:: PROVIDED PASSAGE

[quant] Add 4-bit embedding_bag prepack/unpack support using quint4x2

aten/src/ATen/native/quantized/cpu/qembeddingbag_prepack.cpp

@@ -14,21 +14,35 @@ torch::class_<EmbeddingPackedParamsBase> register_embedding_params();
  * To prepack the weights we store the scale and bias (where bias is Xmin)
  * for each row along with the quantized weights.
  */
-// TODO: Extend this to support 4-bits once 4-bit qtensor support is added.
 c10::intrusive_ptr<EmbeddingPackedParamsBase> PackedEmbeddingBagWeight::prepack(
     at::Tensor qweight) {
   static constexpr int64_t version = 1;
   TORCH_CHECK(
       qweight.dim() == 2,
       "quantized::embedding_bag_prepack weight tensor rank should be 2");
   TORCH_CHECK(
-      qweight.scalar_type() == c10::kQUInt8,
-      "qembedding_bag_prepack currently only supports quint8 weights");
+      qweight.scalar_type() == c10::kQUInt8 ||
+          qweight.scalar_type() == c10::kQUInt4x2,
+      "qembedding_bag_prepack currently only supports quint8 and quint4x2 weights");
 
   at::Tensor weight_contig =
       qweight.contiguous(qweight.suggest_memory_format());
-  const uint8_t* weight_data =
-      reinterpret_cast<uint8_t*>(weight_contig.data_ptr<c10::quint8>());
+
+  uint8_t* weight_data;
+  int bit_width, scale_bias_bytes;
+  if (qweight.scalar_type() == c10::kQUInt8) {
+    weight_data =
+        reinterpret_cast<uint8_t*>(weight_contig.data_ptr<c10::quint8>());
+    bit_width = 8;
+    scale_bias_bytes = 8; // extra 8 bytes to store FP scale and bias per row.

::::

### [SET OF TASKS]
1. Based on the diff that adds 4-bit embedding_bag prepack support, answer yes or no for each statement and quote the words of the diff that decide it: (a) A removed comment planned to extend support to 4 bits once 4-bit qtensor support was added. (b) The prepack function requires the weight tensor to have rank 3. (c) For quint8 weights, the new code sets the bit width to 4.
2. Rewrite the records from the line containing "Each instance receives a single keypoint. Tag the shadow" through the end of the records, inclusive, changing "hillside" to "slope" and leaving everything else as it is.

:: THE DATA

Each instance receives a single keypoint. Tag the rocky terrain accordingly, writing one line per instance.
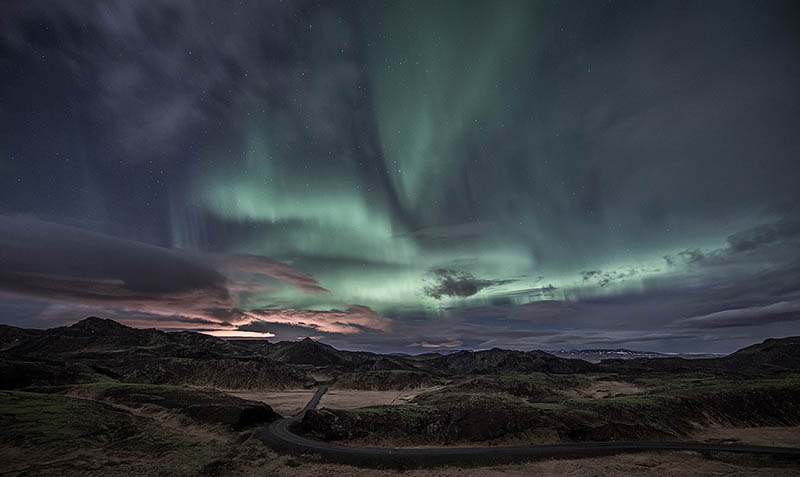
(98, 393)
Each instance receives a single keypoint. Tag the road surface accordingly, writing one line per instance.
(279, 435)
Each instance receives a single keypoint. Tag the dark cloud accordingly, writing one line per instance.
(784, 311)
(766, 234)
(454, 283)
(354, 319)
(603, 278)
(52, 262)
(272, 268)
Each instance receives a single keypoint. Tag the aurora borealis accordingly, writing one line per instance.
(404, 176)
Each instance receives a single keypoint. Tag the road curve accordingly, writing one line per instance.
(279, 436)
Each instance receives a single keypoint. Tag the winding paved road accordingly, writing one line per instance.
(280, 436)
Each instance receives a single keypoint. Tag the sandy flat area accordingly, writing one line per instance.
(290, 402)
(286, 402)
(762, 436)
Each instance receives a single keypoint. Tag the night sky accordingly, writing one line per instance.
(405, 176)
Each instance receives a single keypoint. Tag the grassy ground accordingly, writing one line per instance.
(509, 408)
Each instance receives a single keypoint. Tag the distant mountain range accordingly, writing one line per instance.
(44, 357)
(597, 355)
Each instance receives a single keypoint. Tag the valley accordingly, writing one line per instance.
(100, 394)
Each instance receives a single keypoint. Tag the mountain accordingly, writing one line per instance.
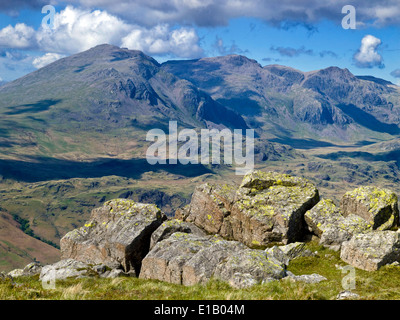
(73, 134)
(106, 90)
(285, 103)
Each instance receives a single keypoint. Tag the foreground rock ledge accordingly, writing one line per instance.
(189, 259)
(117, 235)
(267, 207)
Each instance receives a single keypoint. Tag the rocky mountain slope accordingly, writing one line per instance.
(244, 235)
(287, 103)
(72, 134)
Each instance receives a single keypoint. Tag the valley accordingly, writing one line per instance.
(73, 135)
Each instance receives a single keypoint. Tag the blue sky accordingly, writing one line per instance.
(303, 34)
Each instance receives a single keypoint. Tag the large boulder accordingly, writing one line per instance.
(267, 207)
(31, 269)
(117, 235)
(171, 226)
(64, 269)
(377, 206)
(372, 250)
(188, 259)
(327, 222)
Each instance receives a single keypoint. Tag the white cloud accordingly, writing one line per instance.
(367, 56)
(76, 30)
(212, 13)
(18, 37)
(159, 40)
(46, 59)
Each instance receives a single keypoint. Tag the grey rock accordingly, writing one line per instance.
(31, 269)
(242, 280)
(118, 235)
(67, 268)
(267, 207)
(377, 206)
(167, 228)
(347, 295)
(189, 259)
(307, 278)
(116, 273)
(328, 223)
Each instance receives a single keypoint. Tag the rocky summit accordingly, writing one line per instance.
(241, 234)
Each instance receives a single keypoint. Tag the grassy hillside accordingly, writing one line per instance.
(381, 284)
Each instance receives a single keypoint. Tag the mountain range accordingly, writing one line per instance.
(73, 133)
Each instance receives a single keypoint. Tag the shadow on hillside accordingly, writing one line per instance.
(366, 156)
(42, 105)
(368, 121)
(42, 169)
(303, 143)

::::

### [EXPECTED RESULTS]
1.
(a) Yes: "TODO: Extend this to support 4-bits once 4-bit qtensor support is added."
(b) No: "quantized::embedding_bag_prepack weight tensor rank should be 2"
(c) No: "bit_width = 8;"

2.
Each instance receives a single keypoint. Tag the shadow on slope accordingly, writing one line per instance.
(366, 156)
(42, 105)
(368, 121)
(42, 169)
(303, 143)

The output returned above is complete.